─── TASK DATA ───

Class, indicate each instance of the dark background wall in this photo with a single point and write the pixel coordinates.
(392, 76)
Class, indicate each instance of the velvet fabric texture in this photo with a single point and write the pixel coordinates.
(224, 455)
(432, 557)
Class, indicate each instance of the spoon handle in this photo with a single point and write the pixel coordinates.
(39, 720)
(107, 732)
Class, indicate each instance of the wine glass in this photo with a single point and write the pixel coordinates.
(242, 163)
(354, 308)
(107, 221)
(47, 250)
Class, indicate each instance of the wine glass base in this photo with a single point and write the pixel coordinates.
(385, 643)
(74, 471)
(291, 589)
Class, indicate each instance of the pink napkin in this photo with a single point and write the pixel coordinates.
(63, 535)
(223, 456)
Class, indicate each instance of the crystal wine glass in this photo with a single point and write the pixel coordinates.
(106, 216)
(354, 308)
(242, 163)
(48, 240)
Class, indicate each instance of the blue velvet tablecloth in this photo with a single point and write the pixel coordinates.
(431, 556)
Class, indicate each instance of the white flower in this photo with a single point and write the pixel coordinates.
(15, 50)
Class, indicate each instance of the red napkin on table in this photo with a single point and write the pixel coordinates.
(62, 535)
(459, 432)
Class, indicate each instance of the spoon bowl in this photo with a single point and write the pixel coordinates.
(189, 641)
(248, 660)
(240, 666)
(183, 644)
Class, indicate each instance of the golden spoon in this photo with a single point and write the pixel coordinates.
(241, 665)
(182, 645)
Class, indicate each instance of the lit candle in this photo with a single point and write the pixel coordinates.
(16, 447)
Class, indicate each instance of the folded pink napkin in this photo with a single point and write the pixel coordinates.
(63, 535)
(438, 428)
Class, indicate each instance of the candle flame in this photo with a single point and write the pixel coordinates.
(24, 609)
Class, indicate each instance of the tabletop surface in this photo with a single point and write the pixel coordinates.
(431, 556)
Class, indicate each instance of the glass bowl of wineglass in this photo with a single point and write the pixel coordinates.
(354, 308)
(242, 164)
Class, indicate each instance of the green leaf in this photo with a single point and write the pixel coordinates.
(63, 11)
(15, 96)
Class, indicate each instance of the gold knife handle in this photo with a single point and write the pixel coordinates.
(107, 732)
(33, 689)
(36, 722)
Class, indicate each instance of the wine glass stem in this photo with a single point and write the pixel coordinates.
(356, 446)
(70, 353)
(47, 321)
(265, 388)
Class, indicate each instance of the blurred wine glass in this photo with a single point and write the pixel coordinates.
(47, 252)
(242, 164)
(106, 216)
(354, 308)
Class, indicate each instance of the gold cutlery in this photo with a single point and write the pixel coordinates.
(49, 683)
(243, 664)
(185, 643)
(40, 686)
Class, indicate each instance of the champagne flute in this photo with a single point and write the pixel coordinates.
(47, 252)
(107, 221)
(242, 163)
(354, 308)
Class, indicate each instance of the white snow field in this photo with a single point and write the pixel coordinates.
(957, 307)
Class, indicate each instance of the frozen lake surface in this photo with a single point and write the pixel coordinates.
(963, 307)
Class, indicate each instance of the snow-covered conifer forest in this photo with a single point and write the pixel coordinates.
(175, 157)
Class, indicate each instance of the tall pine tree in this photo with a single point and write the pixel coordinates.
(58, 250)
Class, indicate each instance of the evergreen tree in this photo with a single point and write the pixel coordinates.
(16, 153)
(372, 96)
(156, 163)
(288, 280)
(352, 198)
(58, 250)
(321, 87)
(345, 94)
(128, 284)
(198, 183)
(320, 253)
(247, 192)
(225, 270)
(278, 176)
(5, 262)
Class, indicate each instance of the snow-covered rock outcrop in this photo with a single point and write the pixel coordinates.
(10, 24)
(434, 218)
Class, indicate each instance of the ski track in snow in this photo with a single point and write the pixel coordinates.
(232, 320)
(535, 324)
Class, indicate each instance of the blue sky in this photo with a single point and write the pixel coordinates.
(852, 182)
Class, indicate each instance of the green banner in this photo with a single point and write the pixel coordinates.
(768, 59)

───

> [CHALLENGE] Print exactly the lines from the one with "Class, indicate each instance of the wine glass stem" through the end of the data, inclusive.

> [SOLUTION TO THE EXERCISE]
Class, indicate each instance of the wine glass stem in this photo with a single point and write the pixel coordinates.
(356, 446)
(70, 353)
(47, 321)
(265, 388)
Class, indicate each instance of the blurred wine glass in this photo with a single point and write the pixel coordinates.
(47, 252)
(242, 164)
(106, 216)
(354, 308)
Class, indicate each instance of the gold cutlery in this photo with a single point and write the pixel coordinates.
(49, 683)
(243, 664)
(185, 643)
(40, 686)
Class, indicate each instance of the champagne flute in this photo with a single point and write the pixel coordinates.
(47, 252)
(107, 221)
(242, 163)
(354, 308)
Class, indicate each instance of the white snow field in this photo with a single point and write the pixel coordinates.
(957, 307)
Class, indicate each instance of the frozen lake surface in this photo with a single point and write the pixel coordinates.
(963, 307)
Class, indicate each instance of the snow-covered conifer forest in this photo with a single point and write the pixel coordinates.
(175, 157)
Class, indicate each instance of the tall pine tree in this photo with a single point and write the pixel coordinates.
(58, 250)
Class, indicate each instance of the evergreen tree in this photo with a single point and write the pixel coordinates.
(16, 153)
(372, 96)
(156, 163)
(288, 280)
(352, 198)
(58, 250)
(321, 87)
(345, 94)
(128, 284)
(198, 183)
(320, 253)
(247, 192)
(225, 270)
(278, 176)
(5, 262)
Class, indicate each instance of the snow-covered rock outcrop in this photo with a single point and write the pixel coordinates.
(10, 24)
(434, 218)
Class, indicate each instance of the ski track in snow in this photo with a single point and write the pixel coordinates.
(232, 320)
(535, 324)
Class, indicate each instance of the blue sky in this photo with a single point and write the pixel coordinates.
(852, 182)
Class, indicate each instance of the green banner in this photo with a single point and write the pixel coordinates.
(768, 59)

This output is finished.